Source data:
>>>>

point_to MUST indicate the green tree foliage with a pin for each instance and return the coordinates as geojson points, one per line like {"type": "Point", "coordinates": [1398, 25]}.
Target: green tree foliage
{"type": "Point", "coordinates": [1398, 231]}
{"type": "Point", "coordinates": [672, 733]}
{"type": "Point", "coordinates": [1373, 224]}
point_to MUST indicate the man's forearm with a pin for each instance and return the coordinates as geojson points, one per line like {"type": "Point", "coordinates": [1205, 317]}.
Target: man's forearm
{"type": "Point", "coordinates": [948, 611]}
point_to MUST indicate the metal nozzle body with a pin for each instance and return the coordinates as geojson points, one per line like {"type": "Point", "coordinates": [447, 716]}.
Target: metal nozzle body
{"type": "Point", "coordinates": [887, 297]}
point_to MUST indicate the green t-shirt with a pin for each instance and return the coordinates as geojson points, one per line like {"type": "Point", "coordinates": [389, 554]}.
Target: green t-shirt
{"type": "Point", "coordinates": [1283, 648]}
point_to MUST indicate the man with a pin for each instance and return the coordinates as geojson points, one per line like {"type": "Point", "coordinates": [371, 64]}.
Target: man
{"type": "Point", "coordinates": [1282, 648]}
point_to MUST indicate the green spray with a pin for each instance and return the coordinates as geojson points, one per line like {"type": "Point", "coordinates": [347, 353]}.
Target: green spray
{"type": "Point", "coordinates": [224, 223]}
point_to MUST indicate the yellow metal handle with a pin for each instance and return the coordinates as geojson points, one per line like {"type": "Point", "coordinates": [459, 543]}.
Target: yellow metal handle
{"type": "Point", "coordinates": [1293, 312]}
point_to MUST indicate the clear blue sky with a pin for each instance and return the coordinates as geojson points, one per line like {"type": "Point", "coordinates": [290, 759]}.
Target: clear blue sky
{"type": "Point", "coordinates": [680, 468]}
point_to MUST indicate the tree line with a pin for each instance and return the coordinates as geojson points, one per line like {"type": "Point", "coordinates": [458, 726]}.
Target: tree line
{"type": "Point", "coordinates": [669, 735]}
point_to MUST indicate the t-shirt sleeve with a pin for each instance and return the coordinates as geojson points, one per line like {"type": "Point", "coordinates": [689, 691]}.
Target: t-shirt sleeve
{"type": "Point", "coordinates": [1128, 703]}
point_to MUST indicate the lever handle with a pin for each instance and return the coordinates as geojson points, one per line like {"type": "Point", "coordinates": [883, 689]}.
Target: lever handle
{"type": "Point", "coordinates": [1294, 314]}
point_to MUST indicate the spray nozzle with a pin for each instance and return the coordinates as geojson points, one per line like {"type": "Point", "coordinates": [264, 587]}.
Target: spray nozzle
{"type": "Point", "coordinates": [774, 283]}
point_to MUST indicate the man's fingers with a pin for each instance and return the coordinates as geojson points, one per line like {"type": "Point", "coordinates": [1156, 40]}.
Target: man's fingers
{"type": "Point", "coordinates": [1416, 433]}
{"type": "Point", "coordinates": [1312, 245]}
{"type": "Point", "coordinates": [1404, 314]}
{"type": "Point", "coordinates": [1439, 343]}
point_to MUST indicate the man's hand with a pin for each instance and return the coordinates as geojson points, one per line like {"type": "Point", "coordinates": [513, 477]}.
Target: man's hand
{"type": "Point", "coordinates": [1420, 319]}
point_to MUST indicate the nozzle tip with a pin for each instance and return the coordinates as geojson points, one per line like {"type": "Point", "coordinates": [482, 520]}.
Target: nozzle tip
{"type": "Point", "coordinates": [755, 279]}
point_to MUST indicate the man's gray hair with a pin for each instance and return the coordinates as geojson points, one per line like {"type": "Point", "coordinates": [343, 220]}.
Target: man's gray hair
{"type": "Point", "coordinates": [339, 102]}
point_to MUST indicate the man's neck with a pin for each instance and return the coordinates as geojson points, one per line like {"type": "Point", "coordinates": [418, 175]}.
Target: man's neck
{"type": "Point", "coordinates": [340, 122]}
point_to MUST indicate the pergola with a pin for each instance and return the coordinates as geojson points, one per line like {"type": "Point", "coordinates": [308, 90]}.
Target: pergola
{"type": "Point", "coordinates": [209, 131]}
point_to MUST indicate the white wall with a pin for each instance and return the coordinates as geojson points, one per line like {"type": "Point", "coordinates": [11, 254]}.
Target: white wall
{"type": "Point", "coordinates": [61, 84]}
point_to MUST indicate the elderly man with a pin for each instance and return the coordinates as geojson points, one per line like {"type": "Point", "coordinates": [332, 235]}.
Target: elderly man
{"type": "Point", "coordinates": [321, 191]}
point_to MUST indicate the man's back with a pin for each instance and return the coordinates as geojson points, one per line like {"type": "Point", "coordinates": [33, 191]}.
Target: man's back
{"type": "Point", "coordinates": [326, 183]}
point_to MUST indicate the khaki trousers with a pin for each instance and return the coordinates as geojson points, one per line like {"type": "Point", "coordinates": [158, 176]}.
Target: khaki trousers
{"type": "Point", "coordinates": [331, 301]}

<<<<
>>>>

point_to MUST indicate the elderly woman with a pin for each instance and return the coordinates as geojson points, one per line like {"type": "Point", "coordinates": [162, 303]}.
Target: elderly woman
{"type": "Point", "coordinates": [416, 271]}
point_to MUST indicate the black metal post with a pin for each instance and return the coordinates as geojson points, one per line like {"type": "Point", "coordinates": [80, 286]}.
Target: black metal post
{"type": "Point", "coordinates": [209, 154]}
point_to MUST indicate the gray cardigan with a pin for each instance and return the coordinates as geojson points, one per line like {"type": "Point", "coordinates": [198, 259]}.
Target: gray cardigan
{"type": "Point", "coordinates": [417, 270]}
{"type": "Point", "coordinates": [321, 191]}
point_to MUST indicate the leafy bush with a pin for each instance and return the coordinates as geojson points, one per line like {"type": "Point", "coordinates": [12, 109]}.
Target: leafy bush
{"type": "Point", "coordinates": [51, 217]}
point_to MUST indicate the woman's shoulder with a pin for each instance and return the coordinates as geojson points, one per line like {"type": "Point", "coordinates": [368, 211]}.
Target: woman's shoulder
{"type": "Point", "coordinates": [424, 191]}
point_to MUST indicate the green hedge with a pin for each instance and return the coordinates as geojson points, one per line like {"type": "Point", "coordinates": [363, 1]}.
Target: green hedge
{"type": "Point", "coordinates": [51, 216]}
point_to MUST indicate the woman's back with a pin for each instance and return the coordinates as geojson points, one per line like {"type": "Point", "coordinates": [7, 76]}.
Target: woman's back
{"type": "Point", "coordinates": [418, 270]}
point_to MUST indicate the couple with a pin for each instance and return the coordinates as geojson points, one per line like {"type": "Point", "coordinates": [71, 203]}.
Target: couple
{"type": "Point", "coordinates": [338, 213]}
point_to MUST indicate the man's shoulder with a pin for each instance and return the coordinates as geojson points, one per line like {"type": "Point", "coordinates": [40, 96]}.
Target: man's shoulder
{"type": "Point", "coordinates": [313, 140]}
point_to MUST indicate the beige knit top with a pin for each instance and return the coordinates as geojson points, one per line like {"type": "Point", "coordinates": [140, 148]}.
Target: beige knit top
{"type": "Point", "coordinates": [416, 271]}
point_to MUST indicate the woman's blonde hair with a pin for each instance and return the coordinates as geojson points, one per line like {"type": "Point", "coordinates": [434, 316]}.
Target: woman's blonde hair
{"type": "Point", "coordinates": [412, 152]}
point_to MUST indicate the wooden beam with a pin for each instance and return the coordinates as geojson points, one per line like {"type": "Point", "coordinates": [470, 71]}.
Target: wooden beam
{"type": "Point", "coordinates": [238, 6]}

<<<<

Show each line of the entries above that contains the word "yellow".

point_to MUST indicate the yellow metal handle with a pin for each instance and return the coordinates as geojson points, one per line like {"type": "Point", "coordinates": [459, 543]}.
Target: yellow metal handle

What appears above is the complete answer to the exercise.